--- AIM OF THE EXERCISE ---
All lines from the one with "[(282, 19), (335, 356), (126, 500), (341, 101)]" to the end of the entries below must be written out exactly. Leave out any other line.

--- Records drawn from a dataset ---
===============

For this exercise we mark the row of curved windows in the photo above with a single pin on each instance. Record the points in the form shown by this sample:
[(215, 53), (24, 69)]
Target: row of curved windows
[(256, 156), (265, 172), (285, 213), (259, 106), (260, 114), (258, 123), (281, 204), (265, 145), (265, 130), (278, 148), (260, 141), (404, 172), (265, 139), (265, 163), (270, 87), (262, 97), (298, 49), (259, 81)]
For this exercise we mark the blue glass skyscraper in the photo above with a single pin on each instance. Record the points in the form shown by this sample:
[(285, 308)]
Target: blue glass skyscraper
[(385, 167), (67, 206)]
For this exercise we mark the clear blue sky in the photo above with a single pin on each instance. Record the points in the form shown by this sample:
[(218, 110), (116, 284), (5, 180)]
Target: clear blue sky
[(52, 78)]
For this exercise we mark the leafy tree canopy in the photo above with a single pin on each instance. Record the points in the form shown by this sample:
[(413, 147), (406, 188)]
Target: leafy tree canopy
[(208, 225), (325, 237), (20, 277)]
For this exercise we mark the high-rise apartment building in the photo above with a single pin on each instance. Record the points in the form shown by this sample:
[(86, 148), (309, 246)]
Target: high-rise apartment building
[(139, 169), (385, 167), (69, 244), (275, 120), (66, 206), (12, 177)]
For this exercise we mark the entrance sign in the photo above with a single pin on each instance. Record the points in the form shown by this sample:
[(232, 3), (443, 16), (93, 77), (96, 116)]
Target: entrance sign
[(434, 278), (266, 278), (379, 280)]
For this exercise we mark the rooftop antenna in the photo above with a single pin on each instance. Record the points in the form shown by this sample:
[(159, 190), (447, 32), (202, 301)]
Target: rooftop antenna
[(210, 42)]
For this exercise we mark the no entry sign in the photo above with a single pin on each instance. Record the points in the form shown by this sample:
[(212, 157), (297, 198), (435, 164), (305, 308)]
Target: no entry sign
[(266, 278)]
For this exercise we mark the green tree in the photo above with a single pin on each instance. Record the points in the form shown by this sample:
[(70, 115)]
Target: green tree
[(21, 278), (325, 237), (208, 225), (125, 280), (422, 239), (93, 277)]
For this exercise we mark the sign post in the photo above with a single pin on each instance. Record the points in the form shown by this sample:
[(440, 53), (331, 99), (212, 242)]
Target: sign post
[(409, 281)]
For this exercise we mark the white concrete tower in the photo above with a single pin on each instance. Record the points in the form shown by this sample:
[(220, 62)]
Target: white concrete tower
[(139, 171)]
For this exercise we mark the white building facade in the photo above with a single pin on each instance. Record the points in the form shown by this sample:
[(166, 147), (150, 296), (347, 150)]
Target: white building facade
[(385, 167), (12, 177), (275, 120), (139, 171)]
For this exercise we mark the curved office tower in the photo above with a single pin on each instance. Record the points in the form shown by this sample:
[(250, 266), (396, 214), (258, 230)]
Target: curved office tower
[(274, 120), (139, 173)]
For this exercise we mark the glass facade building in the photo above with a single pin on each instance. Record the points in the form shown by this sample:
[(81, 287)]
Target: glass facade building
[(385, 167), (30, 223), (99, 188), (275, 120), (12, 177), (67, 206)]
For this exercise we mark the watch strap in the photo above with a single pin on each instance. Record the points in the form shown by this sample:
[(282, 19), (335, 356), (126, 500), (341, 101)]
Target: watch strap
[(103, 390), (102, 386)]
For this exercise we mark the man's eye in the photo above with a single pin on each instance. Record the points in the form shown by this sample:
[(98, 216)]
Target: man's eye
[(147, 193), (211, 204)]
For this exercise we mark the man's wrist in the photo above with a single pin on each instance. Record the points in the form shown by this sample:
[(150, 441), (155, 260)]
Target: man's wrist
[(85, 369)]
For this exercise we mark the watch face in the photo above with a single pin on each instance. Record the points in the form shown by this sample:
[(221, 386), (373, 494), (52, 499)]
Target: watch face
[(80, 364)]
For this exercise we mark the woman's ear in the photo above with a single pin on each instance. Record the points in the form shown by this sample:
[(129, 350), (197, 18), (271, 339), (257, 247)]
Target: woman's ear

===============

--- PROBLEM SOLUTION ---
[(282, 19), (335, 356), (126, 500), (341, 101)]
Target: watch strap
[(103, 390), (102, 386)]
For this exercise we mark the man's eye in the photo above with a single pin on each instance. Record the points in the form shown by this sample:
[(98, 216)]
Target: man's eye
[(147, 193), (211, 204)]
For this exercise we mark the man's wrist in the photo above with a single pin on each instance. Record the points in the form shown by this sample:
[(150, 441), (155, 260)]
Target: man's wrist
[(85, 369)]
For this exercise we mark the watch face in the photo above with a single pin on each instance. Record the points in the form shown by this sample:
[(221, 386), (373, 494), (52, 499)]
Target: watch face
[(80, 364)]
For this exercise we mark the woman's ear in the photo above with a single pin on each instance. Record the points in the form shown by this sample:
[(129, 350), (197, 18), (271, 339), (257, 247)]
Target: woman's ear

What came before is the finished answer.